Dataset entries
————————
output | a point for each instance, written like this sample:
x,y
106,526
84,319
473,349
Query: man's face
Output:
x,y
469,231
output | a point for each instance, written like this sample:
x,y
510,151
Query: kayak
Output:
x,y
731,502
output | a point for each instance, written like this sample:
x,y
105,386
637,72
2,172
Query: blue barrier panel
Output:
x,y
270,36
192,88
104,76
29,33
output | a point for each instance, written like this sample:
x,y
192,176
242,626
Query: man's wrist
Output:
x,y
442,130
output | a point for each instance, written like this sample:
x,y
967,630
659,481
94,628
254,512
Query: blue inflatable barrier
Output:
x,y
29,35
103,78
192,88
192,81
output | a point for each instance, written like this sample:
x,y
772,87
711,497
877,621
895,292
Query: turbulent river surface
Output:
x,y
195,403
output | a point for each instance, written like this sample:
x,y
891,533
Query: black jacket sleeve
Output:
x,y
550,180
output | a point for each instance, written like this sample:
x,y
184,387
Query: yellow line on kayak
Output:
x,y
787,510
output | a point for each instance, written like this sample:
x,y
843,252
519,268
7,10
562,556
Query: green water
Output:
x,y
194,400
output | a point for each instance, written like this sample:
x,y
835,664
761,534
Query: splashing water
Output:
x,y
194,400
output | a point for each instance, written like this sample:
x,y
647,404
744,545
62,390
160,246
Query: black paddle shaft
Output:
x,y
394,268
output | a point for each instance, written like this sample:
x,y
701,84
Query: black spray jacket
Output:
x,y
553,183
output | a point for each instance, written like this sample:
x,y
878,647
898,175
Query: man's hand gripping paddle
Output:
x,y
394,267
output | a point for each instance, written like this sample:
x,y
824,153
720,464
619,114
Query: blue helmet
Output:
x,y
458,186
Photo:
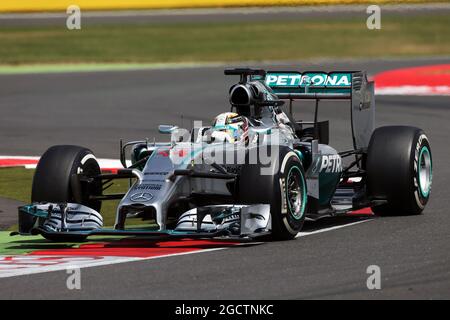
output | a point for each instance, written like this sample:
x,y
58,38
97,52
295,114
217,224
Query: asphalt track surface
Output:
x,y
220,15
96,109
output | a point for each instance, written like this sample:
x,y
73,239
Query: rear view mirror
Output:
x,y
163,128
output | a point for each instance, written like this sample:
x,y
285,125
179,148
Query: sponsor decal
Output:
x,y
308,79
331,164
141,197
163,173
164,153
147,186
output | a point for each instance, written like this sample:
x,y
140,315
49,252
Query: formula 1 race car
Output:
x,y
255,171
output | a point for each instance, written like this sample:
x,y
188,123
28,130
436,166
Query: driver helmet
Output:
x,y
230,127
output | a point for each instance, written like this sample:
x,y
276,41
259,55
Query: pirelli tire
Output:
x,y
52,180
399,170
282,184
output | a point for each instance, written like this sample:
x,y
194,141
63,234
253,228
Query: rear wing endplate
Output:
x,y
336,85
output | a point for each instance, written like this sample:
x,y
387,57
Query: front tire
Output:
x,y
284,189
52,180
399,170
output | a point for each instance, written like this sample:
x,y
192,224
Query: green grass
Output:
x,y
421,35
15,183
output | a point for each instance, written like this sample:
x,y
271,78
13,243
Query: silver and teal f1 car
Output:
x,y
256,171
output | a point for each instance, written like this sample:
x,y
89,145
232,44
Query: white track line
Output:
x,y
230,11
304,234
70,262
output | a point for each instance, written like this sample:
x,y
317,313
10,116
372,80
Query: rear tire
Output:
x,y
51,182
399,169
284,189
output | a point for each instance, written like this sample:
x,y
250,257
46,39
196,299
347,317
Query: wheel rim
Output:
x,y
425,171
295,193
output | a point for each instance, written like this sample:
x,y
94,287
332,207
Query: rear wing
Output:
x,y
337,85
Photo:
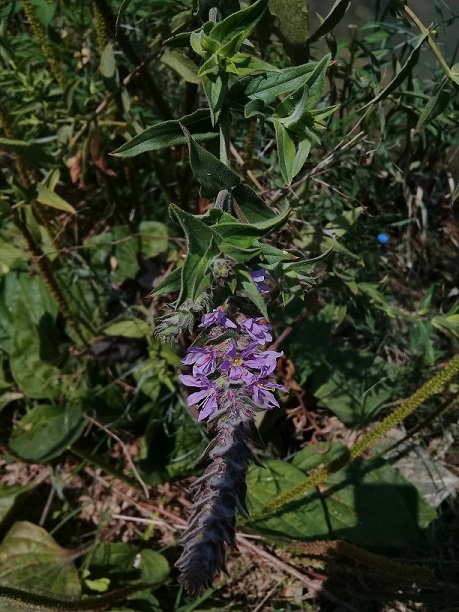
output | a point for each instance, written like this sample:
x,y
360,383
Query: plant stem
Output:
x,y
421,27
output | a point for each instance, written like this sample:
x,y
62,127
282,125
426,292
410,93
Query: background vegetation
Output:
x,y
98,446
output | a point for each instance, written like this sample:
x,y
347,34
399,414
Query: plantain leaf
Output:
x,y
46,431
31,559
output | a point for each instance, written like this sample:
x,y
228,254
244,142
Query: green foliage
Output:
x,y
324,156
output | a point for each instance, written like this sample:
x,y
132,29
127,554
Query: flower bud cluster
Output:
x,y
233,375
172,326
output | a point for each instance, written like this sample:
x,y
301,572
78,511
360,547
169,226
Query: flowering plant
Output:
x,y
229,263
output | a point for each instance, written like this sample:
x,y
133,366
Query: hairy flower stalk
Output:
x,y
233,376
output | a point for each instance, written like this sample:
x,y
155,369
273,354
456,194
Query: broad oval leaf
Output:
x,y
32,560
46,431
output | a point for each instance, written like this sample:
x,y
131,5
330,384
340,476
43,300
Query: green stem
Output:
x,y
421,27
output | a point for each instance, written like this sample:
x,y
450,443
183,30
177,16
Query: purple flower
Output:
x,y
258,329
207,396
235,367
204,360
262,395
217,317
265,361
259,277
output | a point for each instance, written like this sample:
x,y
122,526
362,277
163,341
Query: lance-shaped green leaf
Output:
x,y
32,154
202,248
270,86
242,64
171,283
404,71
434,107
246,284
182,64
215,88
233,30
209,171
335,15
253,209
241,235
47,197
291,158
169,134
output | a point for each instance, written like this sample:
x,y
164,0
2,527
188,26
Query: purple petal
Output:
x,y
195,398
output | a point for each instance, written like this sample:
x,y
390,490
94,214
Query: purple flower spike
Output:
x,y
217,317
207,395
235,367
259,277
258,329
204,360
————————
• What you should do: All lines of the data above that include the word "blue" must be shown.

• Completed task:
Query: blue barrier panel
Query: blue inflatable barrier
Query: blue helmet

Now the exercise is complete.